═══ Document section ═══

Keywords: SARS-CoV-2; cryo-EM; dromedary camel nanobody VHH; neutralizing antibody; single-domain antibody.

Fig. 1.

Isolation of high-affinity camel nanobodies against SARS-CoV-2. (A) Isolation of camel V_HHs that bind the RBD by phage display. (B) Camel V_HHs against the S protein of SARS-CoV-2 or SARS-CoV. (C) Flow cytometry (FACS) was performed to monitor the cross-reaction of nanobodies to the spike of both SARS-CoV-2 and SARS-CoV on human cells. The cartoon outlines the experimental workflow for overexpression of SARS-CoV-2-spike or SARS-CoV-spike in the A431 human cell line. Both cell lines were stained with V_HH nanobodies or CR3022 as a positive control. (D) Binding (K_D) of V_HH-hFc or V_HHs against the RBD of SARS-CoV-2 and its variants. (E) Cross-competition assay of each nanobody and ACE2 on Octet.

Fig. 2.

Nanobodies neutralize SARS-CoV-2 and the variants in pseudovirus assay. (A) Diagrams illustrating pseudovirus assay and V_HH-hFc. (B) Camel V_HH-hFc proteins inhibit SARS-CoV-2 pseudovirus infectivity to ACE2 expressing human cells by measuring luciferase expression. (C–F) Pseudovirus particle neutralization assay testing 2-in-1 combinations and single nanobodies showing that 7A3 + 8A2 combination has the best neutralization activity.

Fig. 3.

Neutralization of SARS-CoV-2 and its variants in live virus assay. (A) Live virus neutralization assay of nanobodies 7A3, 8A2, 2F7, 1B5, and 8A4 along with their 2-in-1 combinations against Wuhan-Hu-1. (B) Live variant virus assay using the top three nanobody combinations of 8A2 + 7A3, 8A2 + 2F7, and 7A3 + 2F7 was conducted against Wuhan-Hu-1, D614G, B.1.1.7, B.1.351, P.1, and B.1.617.2.

Fig. 4.

Protection of the K18-hACE2 mice infected with a lethal dose of B.1.351 or B.1.617.2 variant. (A) The histology of lung and brain tissues harvested from K18-hACE2 transgenic mice on day 6 or 7 following infection of live SARS-CoV-2 B.1.351 or B.1.617.2 variant virus. (B) K18-hACE2 mice (n = 4 per group) were injected intraperitoneally with nanobody 7A3, 8A2, or 2-in-1 mixture at indicated doses followed by a lethal infection of B.1.351 or B.1.617.2 strain. Mortality and BW were monitored for 2 wk postinfection. (C) Spike-specific IgG titers of K18-hACE2 mice surviving the lethal B.1.351 or B.1.617.2 infection. Dash denotes that mice died during infection.

Fig. 5.

Cryo-EM structure of 7A3 and 8A2 nanobodies with SARS-Cov-2 spike. (A) The structure models based on the EM images show that 8A2 and 7A3 bind two distinct sites on the RBD. The mutations on the RBD derived from B.1.1.7 (N501Y), B.1.351 (K417N, E484K, N501Y), P.1 (K417T, E484K, N501Y), and B.1.617.2 (K417N, L452R, and T478K) are indicated. Green spheres (Top Right) are glycans. (B) The unique 7A3 binding pattern. (C) Nanobodies epitopes coverage as determined from the experimental structure using a 5-Å contact cutoff. Sequences of coronavirus RBD for Bat_RaTG13 (A0A6B9WHD3), Human BJ01 (Q6GYR1), Pangolin (A0A6G6A2Q2), SARS-CoV-2 (P0DTC2), and SARS-CoV-1 (P59594) are presented for comparison purposes. Degree of sequence identity is indicated by background pink hue. The 7A3 contact is indicated in blue, and 8A2 is indicated in orange. Arrows indicate mutation sites of concern (black) and key ACE2 contact residues (green). RBM is indicated by the dotted box. PDB entry codes for our complex structures of the 7A3 and 8A2 V_HHs with the SARS-CoV-2 stabilized spike: PDB ID 7TPR, EMD-26062.

═══

Directions for this task -
Answer these questions on the camel nanobody figure captions, numbering each answer to match:
1. What antibody served as the positive control when the cell lines were stained?
2. How many K18-hACE2 mice were in each group?
3. Which RBD mutations are listed for B.1.617.2?
Please rely on the text alone.

═══ Supplied records ═══

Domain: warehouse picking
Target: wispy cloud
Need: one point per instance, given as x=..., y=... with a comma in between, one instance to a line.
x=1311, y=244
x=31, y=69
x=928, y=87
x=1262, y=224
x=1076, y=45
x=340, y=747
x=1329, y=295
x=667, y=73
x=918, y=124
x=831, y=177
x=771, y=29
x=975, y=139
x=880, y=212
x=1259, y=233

═══

Solution to this task -
1. CR3022
2. 4
3. K417N, L452R, and T478K